LISTA DE TAREFAS
1: Responda às perguntas abaixo com base no trecho selecionado.
(a) Que movimento os travellings mimetizam?
(b) Que ponto de vista sugerem os contra-picados extremos?
(c) Nas composições insólitas, que partes das personagens vemos?
2: Resuma o trecho selecionado em duas frases.
3: Prossiga o trecho selecionado sobre a realização de Shyamalan a partir do ponto em que termina.

TRECHO SELECIONADO
○ ○ ○ ○ ○ ○ ○

E no entanto… olhe-se para os travellings a mimetizarem o movimento das ondas (magnífica a sequência em que a câmara segue um jogo da apanhada à beira-mar) onde, num fluxo de vai-e-vem, tanto se pode dar a vida como a morte; observe-se os contra-picados extremos a sugerirem o ponto de vista de um cientista a olhar para o interior da jaula da cobaia; atente-se nas composições insólitas onde só vemos os cabelos e parte das orelhas das personagens, servindo-se o cineasta do fora de campo para a construção precisa do suspense que antecipa revelações graduais quanto à transformação física delas. Se, como tantos gostam de afirmar, “cinema não é a história, é a maneira de contá-la”, então Shyamalan é dos que mais segue essa máxima à letra.

○ ○ ○ ○ ○ ○ ○

MATERIAL APRESENTADO
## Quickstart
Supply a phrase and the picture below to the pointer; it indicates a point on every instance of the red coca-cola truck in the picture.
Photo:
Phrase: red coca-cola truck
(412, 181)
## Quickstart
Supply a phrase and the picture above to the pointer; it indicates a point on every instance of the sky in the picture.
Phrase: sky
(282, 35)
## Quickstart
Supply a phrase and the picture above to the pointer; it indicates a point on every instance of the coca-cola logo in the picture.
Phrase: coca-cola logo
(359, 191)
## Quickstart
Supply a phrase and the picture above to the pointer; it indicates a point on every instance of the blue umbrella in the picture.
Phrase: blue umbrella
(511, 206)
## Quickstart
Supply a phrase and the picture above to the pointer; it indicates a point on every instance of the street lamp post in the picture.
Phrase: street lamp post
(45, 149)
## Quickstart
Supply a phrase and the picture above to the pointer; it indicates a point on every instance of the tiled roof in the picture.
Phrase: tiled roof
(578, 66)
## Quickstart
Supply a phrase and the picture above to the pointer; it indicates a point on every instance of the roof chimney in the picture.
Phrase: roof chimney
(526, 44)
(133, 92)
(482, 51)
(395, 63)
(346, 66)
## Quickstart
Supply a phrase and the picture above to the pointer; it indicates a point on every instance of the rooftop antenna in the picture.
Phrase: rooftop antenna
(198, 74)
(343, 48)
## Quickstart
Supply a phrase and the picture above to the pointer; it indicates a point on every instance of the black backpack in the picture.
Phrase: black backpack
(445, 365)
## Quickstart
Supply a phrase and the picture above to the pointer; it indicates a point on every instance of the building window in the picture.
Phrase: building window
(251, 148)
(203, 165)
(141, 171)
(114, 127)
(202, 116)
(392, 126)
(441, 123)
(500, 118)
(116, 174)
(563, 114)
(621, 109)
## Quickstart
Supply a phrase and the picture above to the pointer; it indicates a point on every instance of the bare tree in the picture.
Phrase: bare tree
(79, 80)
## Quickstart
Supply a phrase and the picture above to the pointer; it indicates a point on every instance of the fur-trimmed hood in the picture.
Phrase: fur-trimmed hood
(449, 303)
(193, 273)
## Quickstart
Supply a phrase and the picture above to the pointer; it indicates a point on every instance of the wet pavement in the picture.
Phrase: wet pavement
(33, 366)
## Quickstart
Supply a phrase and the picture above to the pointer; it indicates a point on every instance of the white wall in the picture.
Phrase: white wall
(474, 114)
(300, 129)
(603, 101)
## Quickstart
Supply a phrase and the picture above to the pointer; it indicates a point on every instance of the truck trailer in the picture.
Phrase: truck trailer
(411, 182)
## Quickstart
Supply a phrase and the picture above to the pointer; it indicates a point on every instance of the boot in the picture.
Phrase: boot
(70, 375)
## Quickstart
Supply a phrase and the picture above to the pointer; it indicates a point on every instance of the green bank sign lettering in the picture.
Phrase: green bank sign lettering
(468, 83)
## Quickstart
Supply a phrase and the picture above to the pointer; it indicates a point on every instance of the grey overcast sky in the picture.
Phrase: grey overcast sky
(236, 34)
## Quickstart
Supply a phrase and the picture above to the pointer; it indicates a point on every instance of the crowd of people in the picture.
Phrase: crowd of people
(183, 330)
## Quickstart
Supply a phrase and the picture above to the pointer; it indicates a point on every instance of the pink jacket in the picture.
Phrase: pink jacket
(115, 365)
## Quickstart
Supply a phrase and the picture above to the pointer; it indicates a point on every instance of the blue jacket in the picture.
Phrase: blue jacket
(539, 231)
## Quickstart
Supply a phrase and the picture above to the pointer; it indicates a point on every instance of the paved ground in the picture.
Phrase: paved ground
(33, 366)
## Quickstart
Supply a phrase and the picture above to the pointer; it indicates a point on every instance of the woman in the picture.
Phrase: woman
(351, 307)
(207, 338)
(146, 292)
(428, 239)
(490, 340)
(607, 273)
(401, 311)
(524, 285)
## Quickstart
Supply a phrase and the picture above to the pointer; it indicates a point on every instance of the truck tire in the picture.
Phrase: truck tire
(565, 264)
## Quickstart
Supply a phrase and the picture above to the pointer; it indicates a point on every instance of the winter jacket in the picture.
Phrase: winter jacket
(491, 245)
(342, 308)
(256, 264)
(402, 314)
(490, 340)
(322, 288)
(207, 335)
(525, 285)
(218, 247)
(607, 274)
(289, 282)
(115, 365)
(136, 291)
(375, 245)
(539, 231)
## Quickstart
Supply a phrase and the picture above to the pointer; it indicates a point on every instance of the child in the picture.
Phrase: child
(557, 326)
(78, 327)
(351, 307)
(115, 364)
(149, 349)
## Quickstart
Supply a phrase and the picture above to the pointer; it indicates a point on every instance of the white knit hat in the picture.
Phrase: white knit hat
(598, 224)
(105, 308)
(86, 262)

○ ○ ○ ○ ○ ○ ○

RESPOSTAS DO EXERCÍCIO
1:
(a) O movimento das ondas.
(b) O de um cientista a olhar para o interior da jaula da cobaia.
(c) Só os cabelos e parte das orelhas.

2: O trecho destaca os travellings que mimetizam o movimento das ondas, os contra-picados extremos que sugerem o olhar de um cientista sobre a cobaia e as composições insólitas em que, através do fora de campo, se constrói o suspense sobre a transformação física das personagens. Se o cinema é a maneira de contar a história, Shyamalan está entre os que mais seguem essa máxima à letra.

3:
Poderão acusar o grafismo sórdido de algumas sequências, mas nem por isso deixa de ser um Shyamalan maioritariamente subtil e assente no poder da sugestão. Não esquecendo as mortes ocorridas no espaço off, dou dois exemplos específicos: 1) o da queda de uma jovem de um rochedo onde, no momento do embate do corpo no solo, ocorre um corte para a rebentação das ondas numa falésia (como Hitchcock a meter comboios a perfurarem túneis como metáforas para a penetração sexual), tornando um fenómeno natural numa metáfora visual violenta para a eliminação humana; 2) a remoção da toalha que cobre o cadáver de uma mulher, onde – ao contrário de 99% dos cineastas que exporiam o dito cadáver – Shyamalan corta para um plano de conjunto que apresenta o ponto-de-vista do interior da caixa torácica da defunta contemplando o grupo de personagens vivas, fazendo com que os ossos se assemelhem a grades que caem sobre ele. Este último é um exemplo prático de como Shyamalan não só rejeitou a possibilidade de filmar uma imagem explícita de mau gosto, como aproveitou a ocasião para criar uma metonímica perfeitamente enquadrada no contexto narrativo, reforçando visualmente a ideia de humanos aprisionados a um espaço de mortalidade acelerada e inevitável.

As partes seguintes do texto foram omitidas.